◆ Problem requirements
Copy out the records precisely, omitting pictures.

◆ Supplied material
- - - -

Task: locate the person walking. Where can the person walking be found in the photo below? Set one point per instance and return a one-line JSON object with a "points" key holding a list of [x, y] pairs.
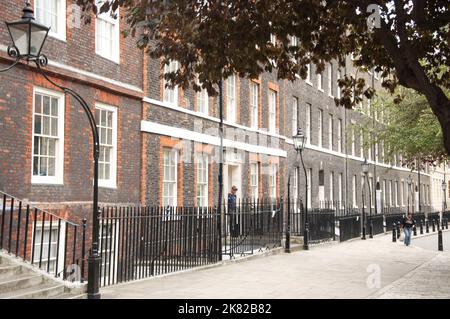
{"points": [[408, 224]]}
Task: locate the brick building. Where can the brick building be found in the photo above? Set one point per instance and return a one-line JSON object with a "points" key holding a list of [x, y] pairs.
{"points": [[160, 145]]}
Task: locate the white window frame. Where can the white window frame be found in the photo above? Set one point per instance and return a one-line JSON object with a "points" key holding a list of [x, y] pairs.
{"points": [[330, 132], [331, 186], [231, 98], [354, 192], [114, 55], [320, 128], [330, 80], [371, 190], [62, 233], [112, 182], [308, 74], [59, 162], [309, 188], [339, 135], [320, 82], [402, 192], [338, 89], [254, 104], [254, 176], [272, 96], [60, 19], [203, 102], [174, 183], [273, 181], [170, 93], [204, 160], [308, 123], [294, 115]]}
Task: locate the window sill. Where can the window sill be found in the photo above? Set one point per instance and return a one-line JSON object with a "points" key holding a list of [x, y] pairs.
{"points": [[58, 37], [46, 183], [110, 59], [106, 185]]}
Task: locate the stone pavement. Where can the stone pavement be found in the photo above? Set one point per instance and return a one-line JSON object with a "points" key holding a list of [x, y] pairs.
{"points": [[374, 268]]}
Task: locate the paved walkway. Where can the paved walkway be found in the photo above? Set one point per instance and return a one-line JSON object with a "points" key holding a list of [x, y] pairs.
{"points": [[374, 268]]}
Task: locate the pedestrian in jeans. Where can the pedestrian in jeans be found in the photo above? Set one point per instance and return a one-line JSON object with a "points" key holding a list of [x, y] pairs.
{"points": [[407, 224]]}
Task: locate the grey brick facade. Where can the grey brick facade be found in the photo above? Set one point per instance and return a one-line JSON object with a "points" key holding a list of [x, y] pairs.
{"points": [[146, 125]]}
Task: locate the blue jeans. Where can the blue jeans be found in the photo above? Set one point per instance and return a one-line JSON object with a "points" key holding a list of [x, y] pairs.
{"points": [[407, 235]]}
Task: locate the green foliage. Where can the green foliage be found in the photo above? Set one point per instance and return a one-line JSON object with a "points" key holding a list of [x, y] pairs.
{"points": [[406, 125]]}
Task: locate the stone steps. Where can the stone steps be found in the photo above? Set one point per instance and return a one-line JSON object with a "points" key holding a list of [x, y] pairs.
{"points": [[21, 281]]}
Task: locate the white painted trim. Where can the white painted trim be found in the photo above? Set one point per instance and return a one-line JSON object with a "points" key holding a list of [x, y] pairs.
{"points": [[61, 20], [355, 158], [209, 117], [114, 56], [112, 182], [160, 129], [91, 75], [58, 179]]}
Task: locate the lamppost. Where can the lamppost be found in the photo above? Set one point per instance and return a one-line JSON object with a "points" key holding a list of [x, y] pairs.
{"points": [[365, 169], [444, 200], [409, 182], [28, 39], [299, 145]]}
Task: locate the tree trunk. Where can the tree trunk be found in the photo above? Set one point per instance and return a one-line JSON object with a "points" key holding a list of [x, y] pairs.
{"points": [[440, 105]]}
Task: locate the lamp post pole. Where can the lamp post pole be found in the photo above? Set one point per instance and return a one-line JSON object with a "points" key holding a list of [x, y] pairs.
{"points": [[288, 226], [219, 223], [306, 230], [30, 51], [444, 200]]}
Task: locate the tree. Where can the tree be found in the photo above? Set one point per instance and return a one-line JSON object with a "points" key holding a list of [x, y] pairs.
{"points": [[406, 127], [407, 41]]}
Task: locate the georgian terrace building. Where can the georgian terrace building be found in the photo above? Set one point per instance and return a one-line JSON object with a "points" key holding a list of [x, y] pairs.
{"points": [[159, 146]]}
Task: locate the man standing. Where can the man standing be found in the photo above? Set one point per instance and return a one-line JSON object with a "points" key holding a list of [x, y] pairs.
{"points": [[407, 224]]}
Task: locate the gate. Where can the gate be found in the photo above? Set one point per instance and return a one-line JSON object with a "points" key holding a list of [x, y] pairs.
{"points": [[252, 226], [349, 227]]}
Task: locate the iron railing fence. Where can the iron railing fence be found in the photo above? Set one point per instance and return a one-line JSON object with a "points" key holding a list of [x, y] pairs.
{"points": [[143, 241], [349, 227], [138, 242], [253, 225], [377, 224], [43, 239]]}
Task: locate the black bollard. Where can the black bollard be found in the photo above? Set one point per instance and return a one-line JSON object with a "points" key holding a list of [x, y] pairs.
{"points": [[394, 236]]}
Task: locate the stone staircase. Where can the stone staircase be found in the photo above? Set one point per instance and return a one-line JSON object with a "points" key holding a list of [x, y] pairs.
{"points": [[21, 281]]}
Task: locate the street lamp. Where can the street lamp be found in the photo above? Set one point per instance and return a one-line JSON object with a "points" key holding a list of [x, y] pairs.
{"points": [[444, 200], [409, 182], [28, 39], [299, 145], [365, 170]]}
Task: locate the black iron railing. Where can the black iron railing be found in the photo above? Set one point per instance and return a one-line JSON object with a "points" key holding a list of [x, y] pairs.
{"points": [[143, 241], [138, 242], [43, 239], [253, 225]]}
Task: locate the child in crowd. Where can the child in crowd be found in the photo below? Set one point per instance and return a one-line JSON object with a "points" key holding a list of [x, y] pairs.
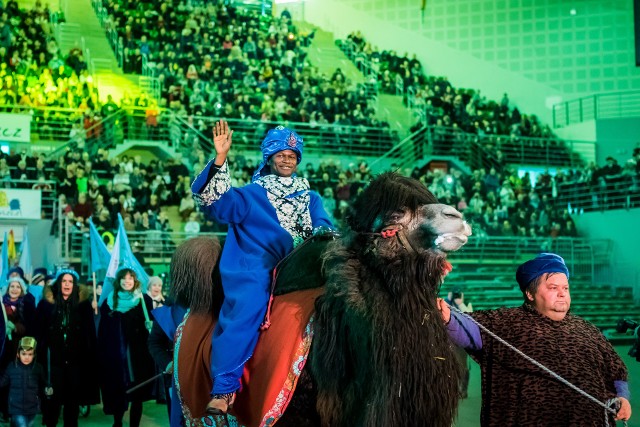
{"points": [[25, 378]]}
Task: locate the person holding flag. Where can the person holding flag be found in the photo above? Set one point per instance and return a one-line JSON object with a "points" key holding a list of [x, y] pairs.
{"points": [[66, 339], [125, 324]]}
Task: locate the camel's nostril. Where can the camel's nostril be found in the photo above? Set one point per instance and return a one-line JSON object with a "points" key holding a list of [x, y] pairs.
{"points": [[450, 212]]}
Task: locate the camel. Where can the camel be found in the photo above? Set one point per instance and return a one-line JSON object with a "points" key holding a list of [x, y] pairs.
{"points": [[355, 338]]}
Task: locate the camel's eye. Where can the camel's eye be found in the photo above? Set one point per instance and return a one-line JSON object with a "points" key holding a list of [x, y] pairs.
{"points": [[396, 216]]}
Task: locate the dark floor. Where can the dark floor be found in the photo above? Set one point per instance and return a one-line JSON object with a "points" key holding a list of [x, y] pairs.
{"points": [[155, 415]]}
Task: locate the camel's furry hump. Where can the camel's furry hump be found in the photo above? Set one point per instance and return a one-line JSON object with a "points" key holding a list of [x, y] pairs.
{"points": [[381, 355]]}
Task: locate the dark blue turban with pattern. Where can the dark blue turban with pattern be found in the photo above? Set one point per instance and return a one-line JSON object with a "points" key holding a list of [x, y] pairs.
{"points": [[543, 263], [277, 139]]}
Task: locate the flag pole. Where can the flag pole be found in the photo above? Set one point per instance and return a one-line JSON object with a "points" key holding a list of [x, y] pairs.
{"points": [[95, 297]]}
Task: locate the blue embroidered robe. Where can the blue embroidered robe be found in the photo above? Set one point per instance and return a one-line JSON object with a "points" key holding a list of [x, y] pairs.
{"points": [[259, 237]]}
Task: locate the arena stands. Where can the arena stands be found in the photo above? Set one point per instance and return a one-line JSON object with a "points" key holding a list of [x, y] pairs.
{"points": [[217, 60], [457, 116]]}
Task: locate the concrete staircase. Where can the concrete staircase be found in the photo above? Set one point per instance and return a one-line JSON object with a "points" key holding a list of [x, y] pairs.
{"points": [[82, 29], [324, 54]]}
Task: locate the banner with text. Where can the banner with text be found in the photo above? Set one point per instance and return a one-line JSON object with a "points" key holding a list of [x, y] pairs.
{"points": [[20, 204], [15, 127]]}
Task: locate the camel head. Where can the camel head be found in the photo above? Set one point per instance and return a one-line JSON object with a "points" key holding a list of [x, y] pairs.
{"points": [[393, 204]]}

- - - -

◆ Result below
Task: locate the person walking. Where can the person walking be found in the photo below? Set one point per instance and return a one-line JSON object with a "points" key holding a list of [x, y] pairs.
{"points": [[408, 224]]}
Task: locate the brick building. Where can the brick building be found in the photo above? Set one point per instance and return a one-line JSON object with a "points" key holding a list of [x, y] pairs.
{"points": [[160, 145]]}
Task: locate the white window frame. Where can the white window frame be found in the photo above? Set one point per instance and return a one-line JSON object with a "points" key holding a list of [x, y] pairs.
{"points": [[330, 132], [331, 186], [231, 98], [354, 192], [114, 55], [320, 128], [330, 80], [371, 190], [62, 233], [112, 182], [308, 74], [59, 162], [309, 188], [339, 135], [320, 82], [402, 192], [338, 89], [254, 104], [254, 176], [272, 96], [60, 19], [203, 102], [174, 183], [273, 181], [170, 93], [204, 160], [308, 123], [294, 115]]}
Task: locate the window sill. Where can the window sill be found in the photo above? Set one point per instance and return a one-line JSON object with a "points" key holding a list of [x, y] pairs.
{"points": [[58, 37], [46, 183], [110, 59], [106, 185]]}
Task: locate the stone pavement. Where can the stone pavement be found in the photo above? Set one point per instance and return a one-line JSON object with a "points" key holding a list of [x, y] pairs.
{"points": [[374, 268]]}
Task: locate the paved walkway. Where can the paved walkway be found in the photo above? Set one point per instance and return a one-line JSON object with a "points" key holding a list of [x, y] pairs.
{"points": [[374, 268]]}
Task: locate the pedestrian in jeans. Where can the pedestrian in jeans be found in the photo above? Set one point per instance and return a one-line JSON object with a "points" key holding a list of [x, y] pairs.
{"points": [[407, 224]]}
Task: locate the grey brick facade. Where can the grey brick facade be found in the photo above? Set one point per instance and return a one-line JSON object with a "points" key holding a list of [x, y] pairs.
{"points": [[146, 125]]}
Task: locate the blue jeans. Where can the blue jeans be found in the photo above? Set one point per instance and return a one-line JSON object with a "points" key holding a list of [x, y] pairs.
{"points": [[407, 235]]}
Task: locate the green foliage. Where can the green foliage be found in the photo above? Set one point per instance and return a one-line JSON object with a "points" key holding a list of [x, y] pairs.
{"points": [[406, 125]]}
Task: locate the stone steps. Where can the stone steps be found in the photo above? Set one point per instance and return a one-line JSON object with a "points" key holding a list of [x, y] pairs.
{"points": [[21, 281]]}
Task: locate the white painted trim. Where can the white painted trim be found in the photo above? Set one point per instance and return a one-line JSON object with a "points" key holding a list of [x, y] pairs.
{"points": [[61, 20], [355, 158], [209, 117], [114, 56], [112, 182], [160, 129], [91, 75], [58, 179]]}
Task: locate the lamppost. Where can the lamppost be found in the photo above? Set one point per instance and return a one-line JSON object with a "points" key holding a list of [x, y] pairs.
{"points": [[365, 169], [444, 200], [409, 182], [28, 39], [299, 145]]}
Task: locate the tree trunk. Where can the tree trunk be found in the photo above? Set one point per instance and return a one-line JSON object with a "points" key holding a list of [x, y] pairs.
{"points": [[440, 105]]}
Task: locate the lamp post pole. Where can the lamp post pole be found in the photo above? Set one point per instance and return a one-line JSON object with a "points" key holding a list of [x, y] pairs.
{"points": [[288, 226], [219, 223], [306, 230], [30, 51], [444, 200]]}
Task: locate the tree. Where can the tree be found in the photo above? Set one point per instance and return a one-line JSON object with a "points" key holding a list of [x, y] pairs.
{"points": [[406, 127], [407, 41]]}
Task: locate the georgian terrace building. Where can the georgian terrace building be found in the photo above? Set one point per instance and return a one-line JSON object with a "points" key holding a list of [x, y] pairs.
{"points": [[159, 146]]}
Task: locate the man standing. Where can the man standing be found in the photo above? Set one point per instance and return a one-line JSON object with a "points" key holding a list of [x, y] pairs.
{"points": [[407, 224]]}
Task: locate the gate. Where can the gate be found in the photo above? Set one point per instance and return a one-line JSON object with a "points" key holding a list of [x, y] pairs.
{"points": [[252, 226], [349, 227]]}
Task: locate the iron railing fence. Where can the iron railing fence be found in the photo above? Set one point per instance and return a one-line JSON object with a "points" key holding a list of [x, y] pairs.
{"points": [[143, 241], [349, 227], [138, 242], [253, 225], [377, 224], [43, 239]]}
Task: locate the black bollard. Where can the black bollard be found in the photo above? Set one point per instance and return a one-line JSON object with a "points" key holding a list of [x, y] pairs.
{"points": [[394, 236]]}
Task: locate the stone staircase. Where can the stone staircase be found in the photo above? Set one point per instance and return a one-line JSON object with a "points" key holding a list of [x, y] pairs.
{"points": [[21, 281]]}
Task: locate the street lamp. Where can the street lamp be found in the photo above? Set one point per instance and return a one-line JSON object with a "points" key holding a list of [x, y] pairs.
{"points": [[444, 200], [409, 182], [28, 39], [299, 145], [365, 170]]}
Task: locate the black iron railing. Where can the black iron railing be found in the photo above? Set one point per instance and return a one-line JSON object with a "points" key holding a list of [x, y] pairs.
{"points": [[143, 241], [138, 242], [43, 239], [253, 225]]}
Task: locate the child in crowd. Where can the child in crowd be found in the photo below? Set one point per instance and return a one-line JSON object with a "points" key holding a list of [x, y] pairs.
{"points": [[25, 378]]}
Task: locate the person holding flag. Where can the person holding flag be found in the photo above? Set one point per instance and return a one-line JSON object with a "points" key holding a list of [x, y] pairs.
{"points": [[66, 339], [125, 324]]}
Task: locate the camel's nostril. Where can the camel's nostril be found in the photo above? Set one point per instance and return a one-line JSON object with a "points" key holding a list of [x, y] pairs.
{"points": [[450, 212]]}
Task: locate the camel. Where can the camel be found in the photo above? Set one point per instance and return a one-line JSON object with a "points" key holding a list of [x, y] pairs.
{"points": [[355, 338]]}
Task: locate the camel's eye. Where can the camel's eye be found in the photo above? Set one point per instance and return a one-line JSON object with a "points" key holding a list of [x, y] pairs.
{"points": [[396, 216]]}
Task: locate the dark floor. Where can the dark floor be found in the photo above? Set one point per instance and return a one-line JSON object with a "points" key holding a list of [x, y] pairs.
{"points": [[155, 415]]}
Task: locate the camel's furry hump. Where can the camel's furry hump be found in the photo above? Set one point per instance and return a one-line JSON object with a "points" key holding a list of [x, y] pairs.
{"points": [[381, 355]]}
Task: locate the dark blue turban with pattern. Where can the dark blue turban with pattern be found in the photo above? Set one point per instance and return a one-line JSON object with a "points" key holding a list of [x, y] pairs.
{"points": [[543, 263], [277, 139]]}
Task: locate the flag pole. Where can the flag pole be found in the photo above? Set one point per instance and return a one-line JSON object with a "points" key holding a list of [x, y] pairs.
{"points": [[95, 297]]}
Task: locate the blue embroidered robe. Where can the blue embroidered robe be found in the photo above? Set one point per instance and return a one-line JSON object with a "points" key holding a list of [x, y] pairs.
{"points": [[259, 237]]}
Task: locate the arena stands. Where can the arena stands be found in the photo above? Set one point per instance and return a one-line JSON object with a "points" key holding a list of [x, y] pairs.
{"points": [[217, 60], [457, 116]]}
Task: locate the concrete staircase. Where can the concrete staircase be found in the photo above? Set one point per instance and return a one-line JSON object with a "points" key holding a list of [x, y] pairs.
{"points": [[82, 29], [324, 54]]}
Task: locate the banner with text. Where can the banner with text be found in the photo above? Set one point per instance and return a one-line JSON object with a "points" key holding a list of [x, y] pairs.
{"points": [[20, 204], [15, 127]]}
Task: locate the camel head. Where can the camel head be found in the photo above? Set one point per instance and return a one-line JSON object with a "points" key holding a list of [x, y] pairs.
{"points": [[393, 204]]}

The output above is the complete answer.